Rewrite the stretch from the start of the rows through the line containing "positive clicks: (153, 482) (289, 170)" as a Markdown table with the columns Number and Line, and leave out any blank lines.

------------

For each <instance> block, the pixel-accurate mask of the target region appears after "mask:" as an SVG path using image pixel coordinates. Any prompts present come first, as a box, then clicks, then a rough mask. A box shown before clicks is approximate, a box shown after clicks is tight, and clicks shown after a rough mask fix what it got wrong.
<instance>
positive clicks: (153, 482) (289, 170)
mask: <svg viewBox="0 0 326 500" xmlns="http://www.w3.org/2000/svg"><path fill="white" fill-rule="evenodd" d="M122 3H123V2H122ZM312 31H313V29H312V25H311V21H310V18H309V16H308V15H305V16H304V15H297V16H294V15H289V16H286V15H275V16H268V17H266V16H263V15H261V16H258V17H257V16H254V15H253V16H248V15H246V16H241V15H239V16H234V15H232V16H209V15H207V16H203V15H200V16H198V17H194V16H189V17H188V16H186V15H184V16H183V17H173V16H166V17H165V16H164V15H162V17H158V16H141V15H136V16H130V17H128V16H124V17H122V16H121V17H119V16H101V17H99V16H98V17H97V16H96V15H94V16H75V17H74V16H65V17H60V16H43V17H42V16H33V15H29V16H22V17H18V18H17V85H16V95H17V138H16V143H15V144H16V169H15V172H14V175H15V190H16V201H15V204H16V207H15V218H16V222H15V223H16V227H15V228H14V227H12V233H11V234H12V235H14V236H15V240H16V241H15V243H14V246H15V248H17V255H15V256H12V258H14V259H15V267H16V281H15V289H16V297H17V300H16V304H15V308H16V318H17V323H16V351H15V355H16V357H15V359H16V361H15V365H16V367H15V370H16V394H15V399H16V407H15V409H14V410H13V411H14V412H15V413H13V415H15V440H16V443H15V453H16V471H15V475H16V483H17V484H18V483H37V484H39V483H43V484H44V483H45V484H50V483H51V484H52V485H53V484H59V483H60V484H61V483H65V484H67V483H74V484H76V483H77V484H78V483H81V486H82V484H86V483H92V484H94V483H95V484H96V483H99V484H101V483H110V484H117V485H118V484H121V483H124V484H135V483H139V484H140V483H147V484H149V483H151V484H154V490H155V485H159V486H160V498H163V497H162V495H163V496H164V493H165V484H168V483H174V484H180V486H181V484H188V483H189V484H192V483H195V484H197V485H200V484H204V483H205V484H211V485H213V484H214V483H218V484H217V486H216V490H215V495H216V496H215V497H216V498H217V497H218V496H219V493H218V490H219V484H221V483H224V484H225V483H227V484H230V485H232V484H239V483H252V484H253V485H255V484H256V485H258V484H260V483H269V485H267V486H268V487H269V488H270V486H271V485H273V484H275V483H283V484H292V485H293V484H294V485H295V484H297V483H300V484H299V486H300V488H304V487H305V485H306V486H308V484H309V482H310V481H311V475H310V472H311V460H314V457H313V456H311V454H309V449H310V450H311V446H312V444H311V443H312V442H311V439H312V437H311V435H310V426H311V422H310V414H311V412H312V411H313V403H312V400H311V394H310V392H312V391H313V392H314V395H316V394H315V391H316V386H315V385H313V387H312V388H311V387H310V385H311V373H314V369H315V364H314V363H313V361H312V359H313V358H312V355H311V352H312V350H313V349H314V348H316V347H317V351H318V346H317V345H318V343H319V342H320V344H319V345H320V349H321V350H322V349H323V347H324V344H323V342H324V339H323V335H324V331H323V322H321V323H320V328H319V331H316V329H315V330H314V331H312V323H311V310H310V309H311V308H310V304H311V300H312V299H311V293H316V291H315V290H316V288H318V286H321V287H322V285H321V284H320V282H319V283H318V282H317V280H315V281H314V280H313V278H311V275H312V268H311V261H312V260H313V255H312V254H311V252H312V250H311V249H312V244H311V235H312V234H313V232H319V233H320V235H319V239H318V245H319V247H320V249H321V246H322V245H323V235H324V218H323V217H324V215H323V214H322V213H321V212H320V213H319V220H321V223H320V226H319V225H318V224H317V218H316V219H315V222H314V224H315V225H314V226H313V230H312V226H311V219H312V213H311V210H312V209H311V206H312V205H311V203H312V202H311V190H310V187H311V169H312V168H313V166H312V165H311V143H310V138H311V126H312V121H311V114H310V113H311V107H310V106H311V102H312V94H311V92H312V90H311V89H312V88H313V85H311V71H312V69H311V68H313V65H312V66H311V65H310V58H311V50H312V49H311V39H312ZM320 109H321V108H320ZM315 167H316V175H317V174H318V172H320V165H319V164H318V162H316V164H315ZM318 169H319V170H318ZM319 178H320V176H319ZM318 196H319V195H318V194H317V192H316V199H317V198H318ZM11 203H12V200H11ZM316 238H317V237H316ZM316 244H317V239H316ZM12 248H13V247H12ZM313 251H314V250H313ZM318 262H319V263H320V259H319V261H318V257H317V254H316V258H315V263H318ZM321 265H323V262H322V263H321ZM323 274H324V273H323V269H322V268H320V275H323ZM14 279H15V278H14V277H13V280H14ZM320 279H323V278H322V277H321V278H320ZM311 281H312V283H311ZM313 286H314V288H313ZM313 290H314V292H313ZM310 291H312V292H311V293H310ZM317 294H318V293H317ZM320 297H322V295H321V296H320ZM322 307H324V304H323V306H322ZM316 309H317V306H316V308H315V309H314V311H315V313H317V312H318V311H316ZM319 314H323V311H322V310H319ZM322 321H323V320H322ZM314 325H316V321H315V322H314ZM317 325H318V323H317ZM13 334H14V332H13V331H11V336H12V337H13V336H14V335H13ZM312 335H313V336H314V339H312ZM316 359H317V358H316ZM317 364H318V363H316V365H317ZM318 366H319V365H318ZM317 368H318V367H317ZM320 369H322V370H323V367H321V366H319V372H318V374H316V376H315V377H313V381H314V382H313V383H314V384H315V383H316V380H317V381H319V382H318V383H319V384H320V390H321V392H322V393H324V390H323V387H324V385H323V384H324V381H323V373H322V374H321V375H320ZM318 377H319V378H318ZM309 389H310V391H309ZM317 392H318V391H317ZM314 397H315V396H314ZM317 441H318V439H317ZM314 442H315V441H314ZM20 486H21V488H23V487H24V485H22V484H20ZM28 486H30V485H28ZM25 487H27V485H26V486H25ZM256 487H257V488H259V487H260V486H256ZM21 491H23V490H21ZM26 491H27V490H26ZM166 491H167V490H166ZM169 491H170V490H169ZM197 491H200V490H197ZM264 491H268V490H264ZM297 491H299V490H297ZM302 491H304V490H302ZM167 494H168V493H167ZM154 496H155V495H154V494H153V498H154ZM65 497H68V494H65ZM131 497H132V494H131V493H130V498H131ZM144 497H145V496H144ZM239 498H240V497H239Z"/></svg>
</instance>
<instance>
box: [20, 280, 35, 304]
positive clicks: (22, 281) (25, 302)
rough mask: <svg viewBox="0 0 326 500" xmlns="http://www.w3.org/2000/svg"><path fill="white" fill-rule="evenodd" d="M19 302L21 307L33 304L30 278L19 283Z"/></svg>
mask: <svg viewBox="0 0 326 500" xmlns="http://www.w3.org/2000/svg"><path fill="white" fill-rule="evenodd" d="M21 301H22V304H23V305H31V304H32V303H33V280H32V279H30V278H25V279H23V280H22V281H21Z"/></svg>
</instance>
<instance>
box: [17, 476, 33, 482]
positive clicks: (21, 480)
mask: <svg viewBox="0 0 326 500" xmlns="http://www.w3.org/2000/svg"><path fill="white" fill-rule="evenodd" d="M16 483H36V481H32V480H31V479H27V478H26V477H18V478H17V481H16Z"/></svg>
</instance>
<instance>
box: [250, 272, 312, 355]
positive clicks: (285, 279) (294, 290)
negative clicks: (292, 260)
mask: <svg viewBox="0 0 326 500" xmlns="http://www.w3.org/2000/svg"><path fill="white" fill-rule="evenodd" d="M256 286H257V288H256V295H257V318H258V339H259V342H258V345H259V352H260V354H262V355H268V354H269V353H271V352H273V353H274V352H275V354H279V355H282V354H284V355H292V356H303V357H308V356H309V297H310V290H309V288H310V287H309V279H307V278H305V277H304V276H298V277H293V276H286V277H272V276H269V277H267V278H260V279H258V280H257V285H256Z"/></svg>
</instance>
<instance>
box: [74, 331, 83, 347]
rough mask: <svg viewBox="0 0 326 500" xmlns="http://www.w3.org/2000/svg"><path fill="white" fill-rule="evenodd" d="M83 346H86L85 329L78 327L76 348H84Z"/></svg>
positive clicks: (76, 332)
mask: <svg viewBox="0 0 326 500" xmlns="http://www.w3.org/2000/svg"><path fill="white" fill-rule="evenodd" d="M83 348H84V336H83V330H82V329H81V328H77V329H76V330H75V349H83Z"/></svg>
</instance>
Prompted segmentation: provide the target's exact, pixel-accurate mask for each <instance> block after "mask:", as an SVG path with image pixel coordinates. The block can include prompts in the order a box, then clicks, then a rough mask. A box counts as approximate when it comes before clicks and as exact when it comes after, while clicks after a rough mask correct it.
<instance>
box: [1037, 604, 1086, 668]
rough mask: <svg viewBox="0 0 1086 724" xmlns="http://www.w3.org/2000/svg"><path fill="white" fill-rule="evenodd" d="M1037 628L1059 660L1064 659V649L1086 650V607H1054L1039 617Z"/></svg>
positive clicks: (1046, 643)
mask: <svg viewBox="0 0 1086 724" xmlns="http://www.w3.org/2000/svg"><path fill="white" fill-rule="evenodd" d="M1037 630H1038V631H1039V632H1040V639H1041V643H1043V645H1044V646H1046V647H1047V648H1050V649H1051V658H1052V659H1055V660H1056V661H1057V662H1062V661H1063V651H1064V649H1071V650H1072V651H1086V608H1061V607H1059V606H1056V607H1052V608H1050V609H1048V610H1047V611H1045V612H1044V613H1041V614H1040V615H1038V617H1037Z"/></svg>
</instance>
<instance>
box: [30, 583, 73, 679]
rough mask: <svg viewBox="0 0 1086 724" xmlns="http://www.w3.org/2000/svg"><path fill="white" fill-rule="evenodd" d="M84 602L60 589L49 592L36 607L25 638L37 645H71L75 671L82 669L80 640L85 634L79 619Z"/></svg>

------------

▶ Output of the task:
| Number | Line |
|---|---|
| 1 | For each <instance> block, the pixel-accurate mask of the target region appears after "mask:" as an SVG path using image pixel coordinates. Any prompts present come first, as a box, then clicks, then a rough mask. A box shown before clicks is approximate, a box shown after clicks is tight, and clicks shown after a rough mask fix what it got wrong. |
| 2 | <instance> |
| 3 | positive clicks: (153, 482) (289, 170) |